▶ TASK INPUTS
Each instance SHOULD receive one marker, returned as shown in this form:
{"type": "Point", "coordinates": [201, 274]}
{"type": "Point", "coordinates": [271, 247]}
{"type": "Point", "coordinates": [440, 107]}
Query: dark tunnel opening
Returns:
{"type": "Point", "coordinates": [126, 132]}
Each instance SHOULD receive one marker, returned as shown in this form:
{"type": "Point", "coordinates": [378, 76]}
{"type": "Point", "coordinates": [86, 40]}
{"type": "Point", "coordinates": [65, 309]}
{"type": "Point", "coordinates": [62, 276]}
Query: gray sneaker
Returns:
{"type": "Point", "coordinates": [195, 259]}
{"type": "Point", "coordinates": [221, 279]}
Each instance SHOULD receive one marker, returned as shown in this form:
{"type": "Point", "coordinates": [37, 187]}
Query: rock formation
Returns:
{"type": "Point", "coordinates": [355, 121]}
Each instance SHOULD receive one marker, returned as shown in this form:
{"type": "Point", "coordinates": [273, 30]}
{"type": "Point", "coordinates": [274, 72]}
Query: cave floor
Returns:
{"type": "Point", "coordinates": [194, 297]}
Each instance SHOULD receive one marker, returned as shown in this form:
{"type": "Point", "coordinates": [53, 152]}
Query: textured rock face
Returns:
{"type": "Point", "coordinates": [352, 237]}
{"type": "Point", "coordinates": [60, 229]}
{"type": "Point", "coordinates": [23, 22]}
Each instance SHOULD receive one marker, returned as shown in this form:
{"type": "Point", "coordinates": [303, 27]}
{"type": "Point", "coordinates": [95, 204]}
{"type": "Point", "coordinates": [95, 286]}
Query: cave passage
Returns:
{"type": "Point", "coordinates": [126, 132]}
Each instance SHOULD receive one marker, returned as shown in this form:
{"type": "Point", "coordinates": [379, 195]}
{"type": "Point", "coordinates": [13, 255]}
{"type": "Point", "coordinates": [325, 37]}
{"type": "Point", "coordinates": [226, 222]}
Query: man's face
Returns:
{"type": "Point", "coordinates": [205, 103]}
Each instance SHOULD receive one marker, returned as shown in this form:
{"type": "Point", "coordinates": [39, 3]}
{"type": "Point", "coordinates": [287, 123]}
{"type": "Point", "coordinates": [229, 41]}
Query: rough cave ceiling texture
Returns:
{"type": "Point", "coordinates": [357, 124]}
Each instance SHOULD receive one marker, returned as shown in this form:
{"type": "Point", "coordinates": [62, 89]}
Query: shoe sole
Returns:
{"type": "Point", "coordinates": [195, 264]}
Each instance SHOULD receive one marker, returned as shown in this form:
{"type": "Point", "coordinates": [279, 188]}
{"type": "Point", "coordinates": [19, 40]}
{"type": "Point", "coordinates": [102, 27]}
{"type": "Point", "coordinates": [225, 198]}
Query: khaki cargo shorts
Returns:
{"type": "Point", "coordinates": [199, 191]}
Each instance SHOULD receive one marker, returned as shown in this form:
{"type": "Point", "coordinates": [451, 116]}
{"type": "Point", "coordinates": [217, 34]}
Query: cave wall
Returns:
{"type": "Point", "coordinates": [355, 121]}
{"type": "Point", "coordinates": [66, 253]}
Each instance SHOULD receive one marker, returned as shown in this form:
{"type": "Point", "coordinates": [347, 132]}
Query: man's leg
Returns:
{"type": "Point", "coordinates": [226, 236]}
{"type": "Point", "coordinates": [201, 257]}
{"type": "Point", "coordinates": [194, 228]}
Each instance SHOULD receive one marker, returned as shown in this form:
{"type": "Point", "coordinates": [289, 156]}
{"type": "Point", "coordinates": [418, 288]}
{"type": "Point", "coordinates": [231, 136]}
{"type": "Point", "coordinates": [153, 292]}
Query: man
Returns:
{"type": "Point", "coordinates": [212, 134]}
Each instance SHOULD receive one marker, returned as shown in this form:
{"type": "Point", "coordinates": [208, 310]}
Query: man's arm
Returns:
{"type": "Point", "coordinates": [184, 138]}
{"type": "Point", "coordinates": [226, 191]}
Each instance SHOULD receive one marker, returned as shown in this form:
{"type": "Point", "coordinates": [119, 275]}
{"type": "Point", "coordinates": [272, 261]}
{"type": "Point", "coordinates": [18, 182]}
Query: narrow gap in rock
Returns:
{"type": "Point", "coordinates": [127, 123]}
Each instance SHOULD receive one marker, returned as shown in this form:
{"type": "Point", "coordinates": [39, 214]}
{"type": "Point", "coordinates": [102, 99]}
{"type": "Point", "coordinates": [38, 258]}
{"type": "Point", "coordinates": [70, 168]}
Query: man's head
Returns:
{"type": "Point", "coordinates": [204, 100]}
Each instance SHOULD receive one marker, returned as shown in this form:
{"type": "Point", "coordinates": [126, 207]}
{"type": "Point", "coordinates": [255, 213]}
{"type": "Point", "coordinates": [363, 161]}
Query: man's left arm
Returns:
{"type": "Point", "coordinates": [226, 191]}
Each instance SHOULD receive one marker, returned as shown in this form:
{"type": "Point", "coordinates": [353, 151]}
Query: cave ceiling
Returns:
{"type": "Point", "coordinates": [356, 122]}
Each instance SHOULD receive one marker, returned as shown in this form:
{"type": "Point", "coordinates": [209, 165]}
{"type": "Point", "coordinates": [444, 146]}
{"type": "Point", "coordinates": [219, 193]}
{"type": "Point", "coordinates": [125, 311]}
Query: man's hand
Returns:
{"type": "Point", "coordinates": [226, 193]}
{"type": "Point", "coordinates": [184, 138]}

▶ TASK DIRECTIONS
Copy the data above in full, character for character.

▶ CORRECT RESULT
Each instance SHOULD receive one marker, returned as shown in this form:
{"type": "Point", "coordinates": [201, 274]}
{"type": "Point", "coordinates": [271, 247]}
{"type": "Point", "coordinates": [440, 107]}
Query: dark tunnel opening
Returns:
{"type": "Point", "coordinates": [126, 132]}
Each instance SHOULD receive one marker, returned as shown in this form:
{"type": "Point", "coordinates": [378, 76]}
{"type": "Point", "coordinates": [86, 40]}
{"type": "Point", "coordinates": [65, 309]}
{"type": "Point", "coordinates": [62, 276]}
Query: gray sneaker
Returns:
{"type": "Point", "coordinates": [195, 259]}
{"type": "Point", "coordinates": [221, 279]}
Each instance SHOULD receive one marker, returned as shown in this form:
{"type": "Point", "coordinates": [37, 187]}
Query: rock formation
Returns:
{"type": "Point", "coordinates": [355, 121]}
Each instance SHOULD receive one marker, returned as shown in this form:
{"type": "Point", "coordinates": [273, 30]}
{"type": "Point", "coordinates": [274, 72]}
Query: cave floor
Returns:
{"type": "Point", "coordinates": [194, 297]}
Each instance SHOULD receive one marker, returned as shown in this form:
{"type": "Point", "coordinates": [53, 152]}
Query: textured rock face
Returns:
{"type": "Point", "coordinates": [352, 237]}
{"type": "Point", "coordinates": [60, 229]}
{"type": "Point", "coordinates": [23, 22]}
Each instance SHOULD receive one marker, returned as shown in this form:
{"type": "Point", "coordinates": [303, 27]}
{"type": "Point", "coordinates": [95, 204]}
{"type": "Point", "coordinates": [95, 286]}
Query: cave passage
Returns:
{"type": "Point", "coordinates": [126, 132]}
Each instance SHOULD receive one marker, returned as shown in this form:
{"type": "Point", "coordinates": [379, 195]}
{"type": "Point", "coordinates": [13, 255]}
{"type": "Point", "coordinates": [325, 37]}
{"type": "Point", "coordinates": [226, 222]}
Query: man's face
Returns:
{"type": "Point", "coordinates": [205, 103]}
Each instance SHOULD receive one marker, returned as shown in this form:
{"type": "Point", "coordinates": [39, 3]}
{"type": "Point", "coordinates": [287, 123]}
{"type": "Point", "coordinates": [229, 41]}
Query: rough cave ceiling texture
Returns:
{"type": "Point", "coordinates": [357, 124]}
Each instance SHOULD receive one marker, returned as shown in this form:
{"type": "Point", "coordinates": [62, 89]}
Query: shoe sole
Returns:
{"type": "Point", "coordinates": [195, 264]}
Each instance SHOULD receive one marker, returned as shown in this form:
{"type": "Point", "coordinates": [279, 188]}
{"type": "Point", "coordinates": [19, 40]}
{"type": "Point", "coordinates": [102, 27]}
{"type": "Point", "coordinates": [225, 198]}
Query: khaki cargo shorts
Returns:
{"type": "Point", "coordinates": [199, 191]}
Each instance SHOULD receive one marker, returned as shown in this form:
{"type": "Point", "coordinates": [451, 116]}
{"type": "Point", "coordinates": [217, 34]}
Query: cave wall
Returns:
{"type": "Point", "coordinates": [355, 121]}
{"type": "Point", "coordinates": [66, 253]}
Each instance SHOULD receive one marker, returned as shown in this form:
{"type": "Point", "coordinates": [347, 132]}
Query: man's leg
Returns:
{"type": "Point", "coordinates": [226, 236]}
{"type": "Point", "coordinates": [201, 257]}
{"type": "Point", "coordinates": [194, 228]}
Each instance SHOULD receive one marker, returned as shown in this form:
{"type": "Point", "coordinates": [289, 156]}
{"type": "Point", "coordinates": [418, 288]}
{"type": "Point", "coordinates": [231, 136]}
{"type": "Point", "coordinates": [153, 292]}
Query: man
Returns:
{"type": "Point", "coordinates": [212, 134]}
Each instance SHOULD receive one marker, returned as shown in this form:
{"type": "Point", "coordinates": [208, 310]}
Query: man's arm
Returns:
{"type": "Point", "coordinates": [184, 138]}
{"type": "Point", "coordinates": [226, 191]}
Each instance SHOULD receive one marker, returned as shown in this form:
{"type": "Point", "coordinates": [119, 275]}
{"type": "Point", "coordinates": [272, 261]}
{"type": "Point", "coordinates": [18, 182]}
Query: narrow gap in rock
Returns:
{"type": "Point", "coordinates": [127, 123]}
Each instance SHOULD receive one marker, returned as shown in this form:
{"type": "Point", "coordinates": [39, 214]}
{"type": "Point", "coordinates": [102, 99]}
{"type": "Point", "coordinates": [38, 258]}
{"type": "Point", "coordinates": [70, 168]}
Query: man's head
Returns:
{"type": "Point", "coordinates": [204, 100]}
Each instance SHOULD receive one marker, returned as shown in this form:
{"type": "Point", "coordinates": [126, 207]}
{"type": "Point", "coordinates": [255, 213]}
{"type": "Point", "coordinates": [363, 161]}
Query: man's left arm
Returns:
{"type": "Point", "coordinates": [226, 191]}
Each instance SHOULD receive one marker, returned as shown in this form:
{"type": "Point", "coordinates": [353, 151]}
Query: cave ceiling
Returns:
{"type": "Point", "coordinates": [356, 122]}
Each instance SHOULD receive one marker, returned as shown in this form:
{"type": "Point", "coordinates": [209, 165]}
{"type": "Point", "coordinates": [444, 146]}
{"type": "Point", "coordinates": [219, 193]}
{"type": "Point", "coordinates": [125, 311]}
Query: man's hand
Returns:
{"type": "Point", "coordinates": [226, 193]}
{"type": "Point", "coordinates": [184, 138]}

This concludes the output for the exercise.